Text segment:

────────────────

How good is the air quality in Gurgaon, given that the condition in neighbouring Delhi makes one want to hold their breath? There is no way to know as the sole air quality monitoring station in Gurgaon does not have the equipment to do real-time recording.
The continuous ambient air quality monitoring (CAAQM) station near Rajiv Chowk, off the Delhi-Gurgaon Expressway, does not monitor PM 2.5 and PM 10 levels in real-time, without which one cannot get a clear picture of the pollution levels in Gurgaon.
“The station can monitor only one of the two (PM 2.5 and PM 10) at a time,” said an official at HSPCB’s headquarters in Chandigarh.
Home to over 250 Fortune 500 companies, Gurgaon has done little to keep a tab on its rising pollution levels, especially when Delhi and Noida are working in a steadfast manner to clean the air. The concern assumes significance as the state government is scheduled to host its first Happening Haryana Global Investors’ Summit in Gurgaon in two months.
The Haryana State Pollution Control Board (HSPCB) recorded a major increase in PM 2.5 levels between the last two weeks of November and the first two weeks of December last year.
The board recorded 83.65 micrograms per cubic meter (mgpcm) in November, which shot up to 106.75 mgpcm in the first two weeks of December.
“The problem with Gurgaon is that due to lack of public transport and last-mile connectivity, people have no option but to use private transport. This leads to congestion and pollution. One station will not give us an exact data,” said Bhure Lal, chairman of the Supreme Court-appointed Environment Pollution (Prevention and Control) Authority (EPCA).
“It is alarming that a city, which is the highest contributor to Haryana’s GDP, does not even have basic equipment to monitor pollution levels. It seems as if the pollution control board is least bothered about residents’ health,” said Sanjay Kaushik, an environmentalist and president of NGO Uthaan.
The station in Rajiv Chowk keeps a check on ambient air — the natural state of air that humans and animals breathe. Experts say this is insufficient as it does not give the exact composition of air, which varies depending on local factors such as elevation, pollution and smog.
“Rajiv Chowk obviously doesn’t reflect what type of air people in Gurgaon breathe. It is high time we have multiple monitoring centres to get exact figures,” said Dr Sewa Ram, associate professor of transport planning in School of Planning and Architecture, New Delhi.
The government now plans to set up a second station in Cyber City, but the HSPCB wants more funds from the Centre as one monitoring station costs Rs 1.5 crore.
“We have asked for one more monitoring station and hope that the government sanctions it this year,” the HSPCB official said.
That all is not well with the air in Gurgaon, is discernible from the increase in respiratory ailments during the winters. Doctors at the Gurgaon Civil Hospital said there has been at least 20%-30% increase in the number of patients with respiratory ailments in December as compared to November.

────────────────

Raw data:

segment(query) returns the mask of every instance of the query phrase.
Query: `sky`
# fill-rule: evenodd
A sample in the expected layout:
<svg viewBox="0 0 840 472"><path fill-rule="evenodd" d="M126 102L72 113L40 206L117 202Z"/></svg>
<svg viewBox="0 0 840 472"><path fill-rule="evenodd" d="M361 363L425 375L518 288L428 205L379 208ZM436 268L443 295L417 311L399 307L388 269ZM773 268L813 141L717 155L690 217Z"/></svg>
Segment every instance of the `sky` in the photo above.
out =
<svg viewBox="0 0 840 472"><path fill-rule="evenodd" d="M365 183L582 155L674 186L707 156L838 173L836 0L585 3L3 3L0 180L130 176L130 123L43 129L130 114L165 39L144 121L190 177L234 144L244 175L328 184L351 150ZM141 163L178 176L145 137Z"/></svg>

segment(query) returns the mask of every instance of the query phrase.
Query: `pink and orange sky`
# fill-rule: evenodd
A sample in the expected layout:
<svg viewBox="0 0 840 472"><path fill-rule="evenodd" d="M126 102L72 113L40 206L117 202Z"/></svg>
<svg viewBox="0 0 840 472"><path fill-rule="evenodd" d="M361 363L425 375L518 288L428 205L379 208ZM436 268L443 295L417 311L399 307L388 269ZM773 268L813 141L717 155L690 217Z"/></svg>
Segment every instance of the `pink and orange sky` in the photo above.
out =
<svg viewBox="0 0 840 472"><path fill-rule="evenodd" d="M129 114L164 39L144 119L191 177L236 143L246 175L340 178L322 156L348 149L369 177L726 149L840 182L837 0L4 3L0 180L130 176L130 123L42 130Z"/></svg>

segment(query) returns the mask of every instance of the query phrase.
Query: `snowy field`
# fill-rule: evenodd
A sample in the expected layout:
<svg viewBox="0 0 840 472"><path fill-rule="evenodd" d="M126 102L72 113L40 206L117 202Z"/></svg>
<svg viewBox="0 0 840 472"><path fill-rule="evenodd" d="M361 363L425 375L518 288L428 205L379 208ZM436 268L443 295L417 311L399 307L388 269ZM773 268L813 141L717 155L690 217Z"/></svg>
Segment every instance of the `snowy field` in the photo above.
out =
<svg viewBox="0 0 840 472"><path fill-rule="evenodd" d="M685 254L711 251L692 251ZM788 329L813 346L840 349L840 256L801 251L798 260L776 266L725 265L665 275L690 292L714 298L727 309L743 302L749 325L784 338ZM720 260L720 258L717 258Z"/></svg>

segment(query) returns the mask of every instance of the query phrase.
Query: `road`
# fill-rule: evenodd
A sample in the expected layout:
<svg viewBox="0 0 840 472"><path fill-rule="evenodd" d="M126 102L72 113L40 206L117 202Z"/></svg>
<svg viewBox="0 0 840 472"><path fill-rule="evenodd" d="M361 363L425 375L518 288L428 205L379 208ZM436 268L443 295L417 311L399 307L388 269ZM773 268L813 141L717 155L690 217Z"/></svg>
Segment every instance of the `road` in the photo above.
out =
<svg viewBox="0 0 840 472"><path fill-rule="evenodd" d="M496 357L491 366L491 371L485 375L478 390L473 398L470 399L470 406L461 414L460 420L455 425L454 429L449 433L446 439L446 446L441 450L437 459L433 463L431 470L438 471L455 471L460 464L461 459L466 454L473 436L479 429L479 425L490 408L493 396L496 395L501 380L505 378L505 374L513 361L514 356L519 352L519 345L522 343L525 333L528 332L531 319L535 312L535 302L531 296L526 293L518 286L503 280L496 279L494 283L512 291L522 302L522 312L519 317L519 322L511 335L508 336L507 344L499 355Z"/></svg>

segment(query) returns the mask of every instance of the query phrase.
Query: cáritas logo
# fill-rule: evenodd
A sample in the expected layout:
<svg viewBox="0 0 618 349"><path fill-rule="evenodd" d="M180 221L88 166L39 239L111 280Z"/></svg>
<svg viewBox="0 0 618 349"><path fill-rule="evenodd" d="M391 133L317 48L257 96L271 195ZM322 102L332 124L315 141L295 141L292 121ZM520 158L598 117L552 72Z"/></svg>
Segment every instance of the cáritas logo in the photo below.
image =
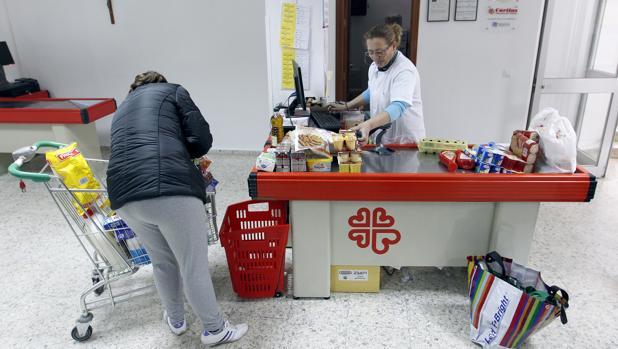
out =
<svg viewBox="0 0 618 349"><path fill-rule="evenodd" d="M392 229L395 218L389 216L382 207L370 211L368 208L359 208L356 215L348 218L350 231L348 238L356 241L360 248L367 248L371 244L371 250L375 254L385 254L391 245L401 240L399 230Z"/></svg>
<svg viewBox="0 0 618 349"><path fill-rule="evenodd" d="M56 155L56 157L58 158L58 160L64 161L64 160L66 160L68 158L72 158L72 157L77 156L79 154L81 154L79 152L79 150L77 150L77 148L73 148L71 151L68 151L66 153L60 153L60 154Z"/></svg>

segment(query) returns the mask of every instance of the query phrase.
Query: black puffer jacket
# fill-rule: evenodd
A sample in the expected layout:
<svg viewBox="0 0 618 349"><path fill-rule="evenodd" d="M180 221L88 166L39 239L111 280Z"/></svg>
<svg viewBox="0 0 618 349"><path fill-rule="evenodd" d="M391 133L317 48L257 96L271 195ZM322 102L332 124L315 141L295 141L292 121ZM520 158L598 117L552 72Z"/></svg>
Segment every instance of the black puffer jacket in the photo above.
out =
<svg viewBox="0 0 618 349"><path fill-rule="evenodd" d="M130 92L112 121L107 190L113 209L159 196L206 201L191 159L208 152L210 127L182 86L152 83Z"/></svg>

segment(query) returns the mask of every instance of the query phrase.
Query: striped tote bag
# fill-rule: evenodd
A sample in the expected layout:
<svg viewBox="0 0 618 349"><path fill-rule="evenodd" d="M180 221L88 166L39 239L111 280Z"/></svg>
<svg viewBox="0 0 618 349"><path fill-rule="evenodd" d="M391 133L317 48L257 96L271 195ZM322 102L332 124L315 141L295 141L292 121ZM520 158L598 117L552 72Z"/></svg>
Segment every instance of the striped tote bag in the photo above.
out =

────────────────

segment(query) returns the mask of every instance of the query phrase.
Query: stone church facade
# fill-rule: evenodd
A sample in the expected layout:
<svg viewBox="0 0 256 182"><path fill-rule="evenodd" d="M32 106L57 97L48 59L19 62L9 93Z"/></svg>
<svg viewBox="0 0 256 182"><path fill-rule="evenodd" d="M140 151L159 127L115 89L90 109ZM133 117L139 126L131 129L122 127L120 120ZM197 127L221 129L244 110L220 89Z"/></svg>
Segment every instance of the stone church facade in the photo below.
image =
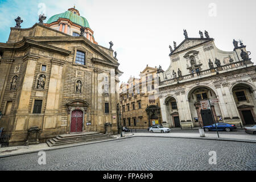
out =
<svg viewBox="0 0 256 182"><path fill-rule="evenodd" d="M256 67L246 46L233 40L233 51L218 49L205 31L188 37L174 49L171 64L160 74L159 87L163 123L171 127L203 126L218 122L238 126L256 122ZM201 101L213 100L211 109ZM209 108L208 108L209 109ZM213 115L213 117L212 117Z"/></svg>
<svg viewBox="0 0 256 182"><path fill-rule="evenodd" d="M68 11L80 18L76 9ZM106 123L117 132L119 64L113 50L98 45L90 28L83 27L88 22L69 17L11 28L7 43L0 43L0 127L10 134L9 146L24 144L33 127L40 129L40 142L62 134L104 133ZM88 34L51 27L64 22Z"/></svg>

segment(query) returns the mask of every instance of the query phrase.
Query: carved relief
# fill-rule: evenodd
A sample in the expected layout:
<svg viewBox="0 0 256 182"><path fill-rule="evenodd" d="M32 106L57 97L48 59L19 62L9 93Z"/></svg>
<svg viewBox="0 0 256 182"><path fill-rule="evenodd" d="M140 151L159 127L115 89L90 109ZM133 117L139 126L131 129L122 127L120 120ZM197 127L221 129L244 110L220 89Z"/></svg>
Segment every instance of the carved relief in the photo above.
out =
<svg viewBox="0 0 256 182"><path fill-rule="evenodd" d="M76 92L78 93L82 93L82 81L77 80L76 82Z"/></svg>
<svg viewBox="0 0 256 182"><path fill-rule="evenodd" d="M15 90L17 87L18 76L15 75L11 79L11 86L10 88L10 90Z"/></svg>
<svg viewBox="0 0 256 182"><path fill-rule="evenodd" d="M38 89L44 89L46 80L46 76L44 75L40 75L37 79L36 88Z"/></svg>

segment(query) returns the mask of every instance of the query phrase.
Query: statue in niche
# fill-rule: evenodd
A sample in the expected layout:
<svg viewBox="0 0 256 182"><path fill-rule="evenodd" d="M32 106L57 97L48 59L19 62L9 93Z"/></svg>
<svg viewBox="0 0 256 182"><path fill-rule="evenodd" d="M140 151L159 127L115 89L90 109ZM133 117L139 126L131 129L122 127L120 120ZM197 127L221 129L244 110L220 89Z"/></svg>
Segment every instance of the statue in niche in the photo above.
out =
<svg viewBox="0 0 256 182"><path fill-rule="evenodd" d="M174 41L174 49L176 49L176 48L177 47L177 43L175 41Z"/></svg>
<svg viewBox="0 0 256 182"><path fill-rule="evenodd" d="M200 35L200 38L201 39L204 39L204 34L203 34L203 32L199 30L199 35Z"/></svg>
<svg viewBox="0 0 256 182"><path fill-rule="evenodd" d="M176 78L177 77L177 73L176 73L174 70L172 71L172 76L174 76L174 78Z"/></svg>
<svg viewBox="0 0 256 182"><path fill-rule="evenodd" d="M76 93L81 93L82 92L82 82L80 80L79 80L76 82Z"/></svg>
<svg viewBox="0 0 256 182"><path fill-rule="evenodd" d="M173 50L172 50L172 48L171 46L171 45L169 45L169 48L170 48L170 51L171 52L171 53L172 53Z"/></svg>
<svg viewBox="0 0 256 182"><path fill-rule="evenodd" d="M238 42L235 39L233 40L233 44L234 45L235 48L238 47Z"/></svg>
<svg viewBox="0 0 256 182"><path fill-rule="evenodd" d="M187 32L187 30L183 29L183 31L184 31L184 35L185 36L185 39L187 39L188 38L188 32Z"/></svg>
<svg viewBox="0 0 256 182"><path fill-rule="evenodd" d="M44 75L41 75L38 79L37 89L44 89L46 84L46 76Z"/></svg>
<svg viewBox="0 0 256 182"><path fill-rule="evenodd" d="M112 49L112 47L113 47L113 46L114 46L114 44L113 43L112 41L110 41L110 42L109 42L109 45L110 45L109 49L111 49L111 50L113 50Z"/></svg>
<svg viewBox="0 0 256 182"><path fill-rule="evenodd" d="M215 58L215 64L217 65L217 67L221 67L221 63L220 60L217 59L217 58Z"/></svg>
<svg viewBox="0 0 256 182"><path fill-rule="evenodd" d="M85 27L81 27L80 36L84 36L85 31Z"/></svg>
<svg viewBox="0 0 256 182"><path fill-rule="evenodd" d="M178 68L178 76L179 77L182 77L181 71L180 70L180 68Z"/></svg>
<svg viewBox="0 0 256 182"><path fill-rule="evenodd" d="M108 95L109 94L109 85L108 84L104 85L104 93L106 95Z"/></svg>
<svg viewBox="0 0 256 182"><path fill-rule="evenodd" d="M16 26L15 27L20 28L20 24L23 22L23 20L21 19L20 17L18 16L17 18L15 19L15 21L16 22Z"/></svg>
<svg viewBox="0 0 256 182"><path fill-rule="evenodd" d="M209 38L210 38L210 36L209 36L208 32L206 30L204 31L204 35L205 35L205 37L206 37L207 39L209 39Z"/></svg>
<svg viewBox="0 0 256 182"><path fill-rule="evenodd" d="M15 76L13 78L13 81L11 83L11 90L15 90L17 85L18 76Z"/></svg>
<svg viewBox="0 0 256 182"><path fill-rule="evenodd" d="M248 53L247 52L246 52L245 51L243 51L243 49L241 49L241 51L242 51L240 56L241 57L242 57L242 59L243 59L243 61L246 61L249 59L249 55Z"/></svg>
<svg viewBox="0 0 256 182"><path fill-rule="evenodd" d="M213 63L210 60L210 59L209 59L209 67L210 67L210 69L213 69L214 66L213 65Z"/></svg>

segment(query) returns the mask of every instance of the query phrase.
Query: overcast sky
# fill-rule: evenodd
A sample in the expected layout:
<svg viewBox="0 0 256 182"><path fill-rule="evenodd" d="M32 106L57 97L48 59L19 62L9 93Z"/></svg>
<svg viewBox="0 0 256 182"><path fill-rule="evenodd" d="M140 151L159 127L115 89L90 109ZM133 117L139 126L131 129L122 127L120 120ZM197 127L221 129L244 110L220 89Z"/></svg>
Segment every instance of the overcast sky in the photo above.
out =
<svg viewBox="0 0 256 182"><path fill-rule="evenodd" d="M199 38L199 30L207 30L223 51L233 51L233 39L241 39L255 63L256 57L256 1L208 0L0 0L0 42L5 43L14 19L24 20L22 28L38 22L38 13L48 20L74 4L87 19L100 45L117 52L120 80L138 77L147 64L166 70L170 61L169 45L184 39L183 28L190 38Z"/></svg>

────────────────

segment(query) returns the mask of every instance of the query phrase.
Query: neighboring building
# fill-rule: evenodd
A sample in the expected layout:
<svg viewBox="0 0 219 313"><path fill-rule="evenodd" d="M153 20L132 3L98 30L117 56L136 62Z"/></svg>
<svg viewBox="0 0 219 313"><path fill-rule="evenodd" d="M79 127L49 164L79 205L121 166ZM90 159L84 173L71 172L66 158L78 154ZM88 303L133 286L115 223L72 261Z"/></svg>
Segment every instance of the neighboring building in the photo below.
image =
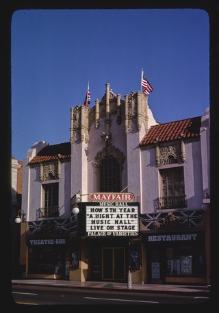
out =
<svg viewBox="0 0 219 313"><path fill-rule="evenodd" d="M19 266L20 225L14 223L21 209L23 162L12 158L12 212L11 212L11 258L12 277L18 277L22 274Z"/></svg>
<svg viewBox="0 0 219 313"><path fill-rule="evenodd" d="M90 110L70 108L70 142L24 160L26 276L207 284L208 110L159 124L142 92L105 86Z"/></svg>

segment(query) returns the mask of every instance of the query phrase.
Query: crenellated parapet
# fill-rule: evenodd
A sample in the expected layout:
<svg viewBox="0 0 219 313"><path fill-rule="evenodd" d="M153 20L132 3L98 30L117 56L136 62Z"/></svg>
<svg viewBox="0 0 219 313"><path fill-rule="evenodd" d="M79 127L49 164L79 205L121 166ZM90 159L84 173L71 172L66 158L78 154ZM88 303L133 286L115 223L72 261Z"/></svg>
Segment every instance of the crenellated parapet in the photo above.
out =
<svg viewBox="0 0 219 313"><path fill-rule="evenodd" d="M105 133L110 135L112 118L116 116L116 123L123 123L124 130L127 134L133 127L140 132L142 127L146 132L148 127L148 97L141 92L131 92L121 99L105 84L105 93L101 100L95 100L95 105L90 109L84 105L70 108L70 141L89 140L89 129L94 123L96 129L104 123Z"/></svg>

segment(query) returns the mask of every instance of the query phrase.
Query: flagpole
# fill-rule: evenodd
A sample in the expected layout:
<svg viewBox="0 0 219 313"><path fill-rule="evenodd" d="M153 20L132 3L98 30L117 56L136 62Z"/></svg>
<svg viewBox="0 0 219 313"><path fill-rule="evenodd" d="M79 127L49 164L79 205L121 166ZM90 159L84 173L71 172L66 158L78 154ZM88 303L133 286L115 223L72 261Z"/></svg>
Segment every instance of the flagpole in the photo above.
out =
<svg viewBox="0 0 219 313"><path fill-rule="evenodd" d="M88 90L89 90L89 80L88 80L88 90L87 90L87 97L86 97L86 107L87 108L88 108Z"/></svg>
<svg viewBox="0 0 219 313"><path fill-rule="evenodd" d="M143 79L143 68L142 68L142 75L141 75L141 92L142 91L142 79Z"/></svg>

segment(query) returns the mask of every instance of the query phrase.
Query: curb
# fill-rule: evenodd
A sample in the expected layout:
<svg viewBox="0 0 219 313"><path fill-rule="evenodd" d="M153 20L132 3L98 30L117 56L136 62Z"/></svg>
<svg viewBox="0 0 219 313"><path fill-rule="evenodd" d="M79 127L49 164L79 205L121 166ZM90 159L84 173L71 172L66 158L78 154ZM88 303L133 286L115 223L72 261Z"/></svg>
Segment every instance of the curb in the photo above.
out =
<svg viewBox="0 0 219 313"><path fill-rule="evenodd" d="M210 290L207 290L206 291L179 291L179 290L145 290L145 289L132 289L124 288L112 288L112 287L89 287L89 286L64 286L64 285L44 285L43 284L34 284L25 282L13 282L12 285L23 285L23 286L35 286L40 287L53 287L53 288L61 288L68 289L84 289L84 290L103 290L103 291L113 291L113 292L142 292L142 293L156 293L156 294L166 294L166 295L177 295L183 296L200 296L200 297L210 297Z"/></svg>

────────────────

Exercise brief:
According to the Gurgaon air quality article, how much does one monitoring station cost? Answer from the Gurgaon air quality article alone, leaving the data aside.

Answer:
Rs 1.5 crore.